§ **Data supplied**
^^^^^^^^^^^^^^^^

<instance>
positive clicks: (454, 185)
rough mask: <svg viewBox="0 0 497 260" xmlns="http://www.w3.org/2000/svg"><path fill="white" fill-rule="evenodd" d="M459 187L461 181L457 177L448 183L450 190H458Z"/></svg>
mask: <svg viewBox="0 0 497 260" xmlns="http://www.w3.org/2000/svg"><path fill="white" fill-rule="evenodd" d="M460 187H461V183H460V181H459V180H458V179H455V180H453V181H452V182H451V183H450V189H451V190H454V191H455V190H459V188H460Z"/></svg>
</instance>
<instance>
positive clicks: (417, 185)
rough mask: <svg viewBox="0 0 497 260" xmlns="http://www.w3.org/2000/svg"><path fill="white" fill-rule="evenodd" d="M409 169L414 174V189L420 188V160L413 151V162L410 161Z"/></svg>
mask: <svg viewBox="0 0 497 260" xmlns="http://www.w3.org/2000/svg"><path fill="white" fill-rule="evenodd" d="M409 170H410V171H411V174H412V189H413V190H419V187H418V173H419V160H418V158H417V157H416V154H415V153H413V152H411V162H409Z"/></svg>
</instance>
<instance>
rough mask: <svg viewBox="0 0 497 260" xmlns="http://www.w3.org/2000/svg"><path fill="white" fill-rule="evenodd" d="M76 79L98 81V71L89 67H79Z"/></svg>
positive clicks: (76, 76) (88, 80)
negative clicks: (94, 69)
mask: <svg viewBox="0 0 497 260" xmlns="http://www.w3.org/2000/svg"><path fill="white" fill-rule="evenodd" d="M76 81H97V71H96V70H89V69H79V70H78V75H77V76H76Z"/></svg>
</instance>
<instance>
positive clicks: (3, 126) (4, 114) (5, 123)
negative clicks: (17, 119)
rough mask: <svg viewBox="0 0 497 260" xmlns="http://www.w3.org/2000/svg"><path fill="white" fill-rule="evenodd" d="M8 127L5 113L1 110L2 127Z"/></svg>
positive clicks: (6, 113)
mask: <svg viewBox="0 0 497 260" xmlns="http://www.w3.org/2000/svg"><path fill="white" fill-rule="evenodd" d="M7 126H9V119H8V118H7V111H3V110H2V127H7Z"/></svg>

^^^^^^^^^^^^^^^^

§ **Aim of the task**
Could you reproduce every line of the listing exactly?

§ **Exercise result**
<instance>
positive clicks: (454, 185)
rough mask: <svg viewBox="0 0 497 260" xmlns="http://www.w3.org/2000/svg"><path fill="white" fill-rule="evenodd" d="M459 187L461 181L457 177L448 183L450 190H458Z"/></svg>
mask: <svg viewBox="0 0 497 260" xmlns="http://www.w3.org/2000/svg"><path fill="white" fill-rule="evenodd" d="M460 187H461V183H460V181H459V180H458V179H455V180H453V181H452V182H451V183H450V189H451V190H454V191H455V190H459V188H460Z"/></svg>
</instance>
<instance>
positive clicks: (417, 185)
rough mask: <svg viewBox="0 0 497 260" xmlns="http://www.w3.org/2000/svg"><path fill="white" fill-rule="evenodd" d="M409 169L414 174V189L420 188V160L413 151V162L410 161Z"/></svg>
mask: <svg viewBox="0 0 497 260" xmlns="http://www.w3.org/2000/svg"><path fill="white" fill-rule="evenodd" d="M409 170H410V171H411V174H412V189H413V190H419V187H418V173H419V160H418V158H417V157H416V154H415V153H413V152H411V162H409Z"/></svg>
</instance>
<instance>
rough mask: <svg viewBox="0 0 497 260" xmlns="http://www.w3.org/2000/svg"><path fill="white" fill-rule="evenodd" d="M76 79L98 81V71L89 67H79Z"/></svg>
positive clicks: (76, 76) (88, 80)
negative clicks: (94, 69)
mask: <svg viewBox="0 0 497 260" xmlns="http://www.w3.org/2000/svg"><path fill="white" fill-rule="evenodd" d="M76 81H97V71H96V70H89V69H79V70H78V75H77V76H76Z"/></svg>
</instance>
<instance>
positive clicks: (3, 126) (4, 114) (5, 123)
negative clicks: (17, 119)
rough mask: <svg viewBox="0 0 497 260" xmlns="http://www.w3.org/2000/svg"><path fill="white" fill-rule="evenodd" d="M8 127L5 113L1 110L2 127Z"/></svg>
positive clicks: (6, 113)
mask: <svg viewBox="0 0 497 260" xmlns="http://www.w3.org/2000/svg"><path fill="white" fill-rule="evenodd" d="M7 126H9V119H8V118H7V111H3V110H2V127H7Z"/></svg>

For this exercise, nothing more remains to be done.